Extracted records:
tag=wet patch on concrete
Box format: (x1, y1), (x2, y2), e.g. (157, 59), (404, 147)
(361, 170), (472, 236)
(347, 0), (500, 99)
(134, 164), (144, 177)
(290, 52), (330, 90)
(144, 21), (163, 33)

• [YOUR TASK]: Print every row above line for line, without changing a single character.

• [REPLY]:
tag=wet patch on concrete
Box format: (x1, y1), (x2, y2), e.g. (157, 59), (404, 147)
(361, 170), (472, 236)
(347, 0), (500, 99)
(134, 164), (144, 177)
(290, 52), (330, 90)
(144, 21), (163, 33)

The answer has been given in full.